Excerto do documento:
::::::
O Exame Final Nacional de Filosofia, do 11º ano de escolaridade em Portugal, Prova 714, 2ª fase, de 4 de Setembro de 2020, enferma de diversos erros. É lamentável que o ministério da Educação mantenha, de ano a ano, na autoria desta prova o mesmo professor ou grupo de professores da linha da filosofia analítica, isto é, de um pensamento fragmentário e desconexo que ignora hierarquizar, dialeticamente, os conceitos. Estamos na mão de incompetentes que deviam ter a humildade de dar o lugar a quem pensa melhor que eles e sabe elaborar provas de exame nacional isentas de erros teóricos. Vejamos algumas das questões de escolha múltipla («só uma resposta correcta de entre quatro» ) mal construídas desta prova de exame na versão 1.
6) De acordo com Hume as nossas expectativas acerca das realidades futuras devem-se:
(A) Ao intelecto, ou razão.
(B) ao hábito ou costume.
(C) à uniformidade da natureza.
(D) à ideia inata de causalidade.
Crítica: Há três respostas correctas e não apenas uma, a B, como pretendem os critérios de correção oficial. Na verdade, não é apenas o hábito que nos leva a formular a crença na sucessão de causas e efeitos - o hábito apenas fornece o dado empírico - mas também a ideia inata de causa-efeito, uma das sete relações filosóficas que Hume admite serem a priori, inatas, na mente humana. David Hume escreveu: «Há sete espécies de diferentes de relação filosófica: semelhança, identidade, relações de tempo e lugar, proporção de quantidade ou número, graus de qualidade, contrariedade e causação. Podem dividir-se estas relações em duas classes:as que dependem inteiramente das ideias que comparamos entre si e as que podem variar sem qualquer mudança de ideias. (David Hume, Tratado da Natureza Humana, pag 103, Fundação Calouste Gulbenkian). Por conseguinte, as expectativas sobre o futuro não poderiam surgir se não houvesse em nós a causação ou ideia inata de causalidade (hipótese D) gerada no intelecto (hipótese A).
::::::
Descrição da tarefa: Transcreva sem alterações o trecho do texto sobre o exame de Filosofia que começa em "6) De acordo" e vai até "inata de causalidade.".

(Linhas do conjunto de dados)
::::::
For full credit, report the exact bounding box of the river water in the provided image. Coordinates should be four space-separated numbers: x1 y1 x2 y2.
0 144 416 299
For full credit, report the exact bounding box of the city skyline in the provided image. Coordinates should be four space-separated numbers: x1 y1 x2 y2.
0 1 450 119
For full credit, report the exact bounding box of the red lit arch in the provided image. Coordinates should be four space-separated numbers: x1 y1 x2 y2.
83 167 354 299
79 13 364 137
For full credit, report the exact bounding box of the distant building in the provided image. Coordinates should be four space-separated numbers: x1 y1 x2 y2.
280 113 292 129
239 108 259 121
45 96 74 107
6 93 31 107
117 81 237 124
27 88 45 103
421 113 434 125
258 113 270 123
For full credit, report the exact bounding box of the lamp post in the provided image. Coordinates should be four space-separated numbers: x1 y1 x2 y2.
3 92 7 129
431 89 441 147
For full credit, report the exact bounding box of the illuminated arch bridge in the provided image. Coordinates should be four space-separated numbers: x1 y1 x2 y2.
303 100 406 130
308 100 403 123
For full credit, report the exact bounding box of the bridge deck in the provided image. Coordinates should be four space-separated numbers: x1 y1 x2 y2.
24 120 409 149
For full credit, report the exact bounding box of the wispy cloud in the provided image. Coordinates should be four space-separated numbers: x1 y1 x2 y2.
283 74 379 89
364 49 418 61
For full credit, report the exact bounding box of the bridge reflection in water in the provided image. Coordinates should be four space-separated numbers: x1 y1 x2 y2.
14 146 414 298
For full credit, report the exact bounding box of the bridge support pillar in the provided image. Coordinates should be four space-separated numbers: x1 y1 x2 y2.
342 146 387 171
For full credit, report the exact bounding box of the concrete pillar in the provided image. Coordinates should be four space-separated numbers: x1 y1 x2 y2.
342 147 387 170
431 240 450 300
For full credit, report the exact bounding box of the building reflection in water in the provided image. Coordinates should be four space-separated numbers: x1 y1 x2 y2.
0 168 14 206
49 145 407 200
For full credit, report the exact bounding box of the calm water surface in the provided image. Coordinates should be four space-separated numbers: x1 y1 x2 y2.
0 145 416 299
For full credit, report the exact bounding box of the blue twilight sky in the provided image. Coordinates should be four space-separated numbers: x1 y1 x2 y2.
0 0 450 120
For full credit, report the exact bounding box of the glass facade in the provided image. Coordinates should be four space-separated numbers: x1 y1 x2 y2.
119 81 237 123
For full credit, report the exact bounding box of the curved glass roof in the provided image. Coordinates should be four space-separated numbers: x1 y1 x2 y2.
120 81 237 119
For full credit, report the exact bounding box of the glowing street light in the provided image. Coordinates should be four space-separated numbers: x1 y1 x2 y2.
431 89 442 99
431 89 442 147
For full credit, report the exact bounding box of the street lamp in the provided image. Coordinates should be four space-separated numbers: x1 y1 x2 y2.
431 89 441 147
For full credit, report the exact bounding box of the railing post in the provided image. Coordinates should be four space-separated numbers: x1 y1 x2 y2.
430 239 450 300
::::::
Resultado da tarefa:
6) De acordo com Hume as nossas expectativas acerca das realidades futuras devem-se:
(A) Ao intelecto, ou razão.
(B) ao hábito ou costume.
(C) à uniformidade da natureza.
(D) à ideia inata de causalidade.